● **WHAT THE TASK ASKS**: In the abstract below on improving the resolution of linear x-ray detectors, what kind of phantom were the experimental results obtained on?

● **SUPPLIED PASSAGE**:
§ §

Improving resolution of solid state linear array x-ray detectors

Linear solid-state detectors are nowadays a widespread media in industrial and medical x-ray imaging. The resolution reached with this system has been largely improved in these past years, but is still too poor for some high resolution applications. We first have carried out an optimization of the detector characteristics through a behavioral simulation using a hardware description language. Furthermore, our work concerned the resolution enhancement for this kind of detectors via signal processing. Our approach takes into account the modeled point spread function (PSF) of the system. This modeled PSF is obtained with a new edge technique. The knowledge about the system response is used in a restoration scheme in order to improve the response of the detector to the high frequencies in the digital image. The restoration problem is an ill posed problem ad uses an inverse Wiener filtering. Another intrinsic limitation of solid-state detectors is the spatial sampling step. In order to overcome this problem, we also tested the feasibility of a finer sampling of the acquired image, buy interlacing several slightly shifted acquisitions of the same test object. The restoration applied to this finer sampled signal results in a resolution enhancement that is theoretically impossible to reach with a single detector acquisition. Some experimental results obtained on a variable bar-space pattern phantom are presented. This kind of phantom allows for a precise evaluation of the modulation transfer function on the acquired and processed images. The contribution of the image processing to the restoration enhancement can thus be quantified.

§ §

● **RECORDS SHOWN**:
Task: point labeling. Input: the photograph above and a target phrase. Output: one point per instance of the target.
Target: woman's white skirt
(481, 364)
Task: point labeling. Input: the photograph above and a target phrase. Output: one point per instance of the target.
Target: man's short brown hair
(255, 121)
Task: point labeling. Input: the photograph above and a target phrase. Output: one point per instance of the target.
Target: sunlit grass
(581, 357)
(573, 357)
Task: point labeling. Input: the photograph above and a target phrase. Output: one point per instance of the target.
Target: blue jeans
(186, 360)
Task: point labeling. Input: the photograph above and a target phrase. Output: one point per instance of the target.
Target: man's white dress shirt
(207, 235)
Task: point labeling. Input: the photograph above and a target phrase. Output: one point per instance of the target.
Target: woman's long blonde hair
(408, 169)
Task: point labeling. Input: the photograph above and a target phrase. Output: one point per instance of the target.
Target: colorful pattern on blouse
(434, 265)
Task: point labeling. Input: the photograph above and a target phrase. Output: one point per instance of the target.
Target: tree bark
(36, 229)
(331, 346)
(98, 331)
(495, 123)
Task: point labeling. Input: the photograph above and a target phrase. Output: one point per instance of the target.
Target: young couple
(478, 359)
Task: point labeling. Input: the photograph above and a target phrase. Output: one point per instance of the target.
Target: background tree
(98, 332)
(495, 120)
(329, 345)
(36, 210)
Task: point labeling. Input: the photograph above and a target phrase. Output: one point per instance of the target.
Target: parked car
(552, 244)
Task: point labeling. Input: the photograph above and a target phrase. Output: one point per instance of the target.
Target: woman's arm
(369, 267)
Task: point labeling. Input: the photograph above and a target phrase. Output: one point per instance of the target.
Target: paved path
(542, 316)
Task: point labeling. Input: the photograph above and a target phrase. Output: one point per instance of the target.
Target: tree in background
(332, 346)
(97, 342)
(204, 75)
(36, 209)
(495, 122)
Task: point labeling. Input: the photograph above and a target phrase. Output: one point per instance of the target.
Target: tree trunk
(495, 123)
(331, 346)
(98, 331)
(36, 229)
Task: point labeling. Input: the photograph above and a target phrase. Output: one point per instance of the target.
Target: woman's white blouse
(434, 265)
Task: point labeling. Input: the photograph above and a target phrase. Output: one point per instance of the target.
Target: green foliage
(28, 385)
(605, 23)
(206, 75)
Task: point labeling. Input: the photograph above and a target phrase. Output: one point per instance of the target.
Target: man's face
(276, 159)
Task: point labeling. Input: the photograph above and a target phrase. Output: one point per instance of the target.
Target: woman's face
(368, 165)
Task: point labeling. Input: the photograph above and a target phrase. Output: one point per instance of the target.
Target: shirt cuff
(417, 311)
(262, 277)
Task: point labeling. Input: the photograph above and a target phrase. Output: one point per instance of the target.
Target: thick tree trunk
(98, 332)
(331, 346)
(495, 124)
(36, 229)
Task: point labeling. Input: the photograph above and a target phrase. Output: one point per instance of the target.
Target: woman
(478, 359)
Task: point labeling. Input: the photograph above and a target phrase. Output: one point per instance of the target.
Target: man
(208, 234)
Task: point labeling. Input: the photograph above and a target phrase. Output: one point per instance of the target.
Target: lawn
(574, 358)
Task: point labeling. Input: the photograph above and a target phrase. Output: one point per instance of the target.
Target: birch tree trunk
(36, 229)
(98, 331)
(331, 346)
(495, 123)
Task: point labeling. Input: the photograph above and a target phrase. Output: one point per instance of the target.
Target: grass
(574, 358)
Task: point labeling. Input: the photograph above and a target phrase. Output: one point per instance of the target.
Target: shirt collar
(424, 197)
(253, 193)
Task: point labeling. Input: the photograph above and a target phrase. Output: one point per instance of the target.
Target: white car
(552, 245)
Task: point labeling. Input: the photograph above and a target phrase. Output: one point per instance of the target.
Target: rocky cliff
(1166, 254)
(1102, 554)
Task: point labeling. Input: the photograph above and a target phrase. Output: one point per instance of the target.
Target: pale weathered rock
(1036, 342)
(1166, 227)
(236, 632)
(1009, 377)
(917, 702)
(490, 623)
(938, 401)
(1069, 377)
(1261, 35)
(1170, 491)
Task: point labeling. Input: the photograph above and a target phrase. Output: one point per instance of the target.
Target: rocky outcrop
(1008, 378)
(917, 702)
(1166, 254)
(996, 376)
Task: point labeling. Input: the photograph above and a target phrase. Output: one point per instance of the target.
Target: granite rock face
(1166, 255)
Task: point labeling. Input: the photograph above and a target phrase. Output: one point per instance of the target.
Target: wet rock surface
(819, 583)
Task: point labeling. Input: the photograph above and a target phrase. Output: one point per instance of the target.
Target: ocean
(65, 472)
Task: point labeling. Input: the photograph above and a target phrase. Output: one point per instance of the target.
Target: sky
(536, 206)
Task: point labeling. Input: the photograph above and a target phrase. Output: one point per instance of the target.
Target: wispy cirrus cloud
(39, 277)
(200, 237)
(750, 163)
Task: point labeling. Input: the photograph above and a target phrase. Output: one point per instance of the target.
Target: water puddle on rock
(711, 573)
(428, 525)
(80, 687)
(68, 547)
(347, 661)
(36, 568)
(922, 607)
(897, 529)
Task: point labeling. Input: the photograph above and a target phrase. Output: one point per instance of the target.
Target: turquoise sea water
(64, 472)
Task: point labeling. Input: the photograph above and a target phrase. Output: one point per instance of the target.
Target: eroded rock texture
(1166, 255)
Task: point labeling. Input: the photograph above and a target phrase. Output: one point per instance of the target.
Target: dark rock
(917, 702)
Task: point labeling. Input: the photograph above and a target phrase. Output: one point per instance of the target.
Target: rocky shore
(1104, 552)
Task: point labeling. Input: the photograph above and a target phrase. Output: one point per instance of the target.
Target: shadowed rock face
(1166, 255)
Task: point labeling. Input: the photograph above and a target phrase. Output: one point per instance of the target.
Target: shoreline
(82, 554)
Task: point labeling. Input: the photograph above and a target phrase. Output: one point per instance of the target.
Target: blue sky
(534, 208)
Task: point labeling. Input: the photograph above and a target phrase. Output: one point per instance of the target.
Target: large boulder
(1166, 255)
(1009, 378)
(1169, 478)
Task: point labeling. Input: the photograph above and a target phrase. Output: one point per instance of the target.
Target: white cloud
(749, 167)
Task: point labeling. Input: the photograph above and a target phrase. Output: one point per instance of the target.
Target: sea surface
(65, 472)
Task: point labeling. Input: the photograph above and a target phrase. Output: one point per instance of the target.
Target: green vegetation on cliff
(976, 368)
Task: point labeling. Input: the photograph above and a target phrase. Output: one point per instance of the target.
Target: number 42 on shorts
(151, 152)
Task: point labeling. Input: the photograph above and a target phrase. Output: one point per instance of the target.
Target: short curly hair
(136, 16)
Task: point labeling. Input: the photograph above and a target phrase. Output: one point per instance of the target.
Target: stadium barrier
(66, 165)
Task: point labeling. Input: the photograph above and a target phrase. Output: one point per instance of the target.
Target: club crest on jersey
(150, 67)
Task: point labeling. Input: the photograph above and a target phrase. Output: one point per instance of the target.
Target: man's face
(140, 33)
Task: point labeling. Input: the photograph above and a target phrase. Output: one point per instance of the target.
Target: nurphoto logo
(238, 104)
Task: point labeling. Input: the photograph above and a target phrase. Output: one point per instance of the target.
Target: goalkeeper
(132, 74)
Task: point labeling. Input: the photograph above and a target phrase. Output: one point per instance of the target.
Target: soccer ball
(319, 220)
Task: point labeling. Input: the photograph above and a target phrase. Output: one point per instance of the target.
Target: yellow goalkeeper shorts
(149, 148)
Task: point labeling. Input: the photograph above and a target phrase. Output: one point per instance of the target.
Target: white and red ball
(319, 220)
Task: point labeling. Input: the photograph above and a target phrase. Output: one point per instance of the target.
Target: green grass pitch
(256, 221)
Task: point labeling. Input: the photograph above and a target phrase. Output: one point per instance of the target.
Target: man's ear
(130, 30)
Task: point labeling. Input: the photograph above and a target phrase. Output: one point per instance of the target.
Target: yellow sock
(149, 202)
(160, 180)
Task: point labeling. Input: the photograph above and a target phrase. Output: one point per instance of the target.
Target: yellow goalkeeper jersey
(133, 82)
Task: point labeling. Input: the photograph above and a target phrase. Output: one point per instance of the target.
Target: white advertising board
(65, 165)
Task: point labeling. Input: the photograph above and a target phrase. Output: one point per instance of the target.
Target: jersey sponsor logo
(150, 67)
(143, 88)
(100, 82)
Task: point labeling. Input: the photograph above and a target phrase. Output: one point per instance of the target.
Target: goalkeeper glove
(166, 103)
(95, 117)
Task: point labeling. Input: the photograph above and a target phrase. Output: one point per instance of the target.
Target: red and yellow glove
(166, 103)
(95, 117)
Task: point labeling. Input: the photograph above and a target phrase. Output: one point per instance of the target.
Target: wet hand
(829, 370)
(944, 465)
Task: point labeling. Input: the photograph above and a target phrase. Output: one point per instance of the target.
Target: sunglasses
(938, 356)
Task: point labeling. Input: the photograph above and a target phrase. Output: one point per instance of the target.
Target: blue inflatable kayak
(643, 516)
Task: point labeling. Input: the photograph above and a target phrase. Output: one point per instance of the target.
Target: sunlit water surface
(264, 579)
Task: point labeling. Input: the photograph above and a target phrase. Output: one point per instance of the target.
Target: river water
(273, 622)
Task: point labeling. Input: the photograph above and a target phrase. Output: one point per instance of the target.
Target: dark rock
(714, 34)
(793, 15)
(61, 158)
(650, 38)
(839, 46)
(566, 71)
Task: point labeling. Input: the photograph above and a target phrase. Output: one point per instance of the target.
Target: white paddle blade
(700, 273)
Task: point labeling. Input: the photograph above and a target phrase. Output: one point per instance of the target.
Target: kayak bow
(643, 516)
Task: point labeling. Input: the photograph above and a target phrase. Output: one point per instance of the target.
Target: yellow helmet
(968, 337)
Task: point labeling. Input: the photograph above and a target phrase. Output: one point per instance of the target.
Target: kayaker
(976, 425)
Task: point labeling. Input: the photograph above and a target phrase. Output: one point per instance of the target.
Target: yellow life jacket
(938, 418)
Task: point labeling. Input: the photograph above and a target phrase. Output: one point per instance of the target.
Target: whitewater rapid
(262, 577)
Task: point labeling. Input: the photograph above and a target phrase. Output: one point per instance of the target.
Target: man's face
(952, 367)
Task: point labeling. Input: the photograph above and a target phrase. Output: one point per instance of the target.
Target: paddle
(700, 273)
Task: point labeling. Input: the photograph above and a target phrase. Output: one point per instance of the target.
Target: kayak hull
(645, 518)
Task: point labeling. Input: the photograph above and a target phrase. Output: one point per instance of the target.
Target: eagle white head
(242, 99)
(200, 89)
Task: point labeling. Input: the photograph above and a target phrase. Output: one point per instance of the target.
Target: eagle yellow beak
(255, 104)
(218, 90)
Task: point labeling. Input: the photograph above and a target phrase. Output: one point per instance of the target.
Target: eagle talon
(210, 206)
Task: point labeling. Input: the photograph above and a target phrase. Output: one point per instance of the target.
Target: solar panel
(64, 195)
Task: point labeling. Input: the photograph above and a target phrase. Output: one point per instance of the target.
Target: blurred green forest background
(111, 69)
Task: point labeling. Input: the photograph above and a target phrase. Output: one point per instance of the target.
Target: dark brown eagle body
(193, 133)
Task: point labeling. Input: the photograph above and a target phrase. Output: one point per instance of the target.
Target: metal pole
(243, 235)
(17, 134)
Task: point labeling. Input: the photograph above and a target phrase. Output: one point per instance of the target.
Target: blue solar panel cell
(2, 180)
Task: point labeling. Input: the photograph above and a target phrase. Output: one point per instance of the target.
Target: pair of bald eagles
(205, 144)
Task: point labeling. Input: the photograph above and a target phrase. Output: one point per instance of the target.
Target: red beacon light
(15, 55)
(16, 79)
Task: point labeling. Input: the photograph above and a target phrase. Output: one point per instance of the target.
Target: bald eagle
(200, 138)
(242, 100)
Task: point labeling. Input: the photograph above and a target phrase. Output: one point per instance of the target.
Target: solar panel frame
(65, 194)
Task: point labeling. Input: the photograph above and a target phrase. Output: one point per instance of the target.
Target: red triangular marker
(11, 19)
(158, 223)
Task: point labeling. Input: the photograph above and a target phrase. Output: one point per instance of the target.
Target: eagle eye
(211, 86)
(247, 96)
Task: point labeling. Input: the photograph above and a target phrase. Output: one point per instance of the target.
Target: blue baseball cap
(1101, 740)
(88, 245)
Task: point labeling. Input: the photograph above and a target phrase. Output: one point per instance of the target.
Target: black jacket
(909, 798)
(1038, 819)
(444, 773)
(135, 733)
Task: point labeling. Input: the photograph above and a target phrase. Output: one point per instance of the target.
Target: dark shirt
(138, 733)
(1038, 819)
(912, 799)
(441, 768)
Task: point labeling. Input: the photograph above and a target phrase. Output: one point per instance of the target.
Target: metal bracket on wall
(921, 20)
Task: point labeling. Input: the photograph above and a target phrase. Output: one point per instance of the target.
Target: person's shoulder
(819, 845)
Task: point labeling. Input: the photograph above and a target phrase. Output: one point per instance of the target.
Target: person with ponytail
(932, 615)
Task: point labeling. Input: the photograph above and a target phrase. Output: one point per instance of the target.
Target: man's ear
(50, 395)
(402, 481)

§ §

● **EXERCISE RESULT**: A variable bar-space pattern phantom.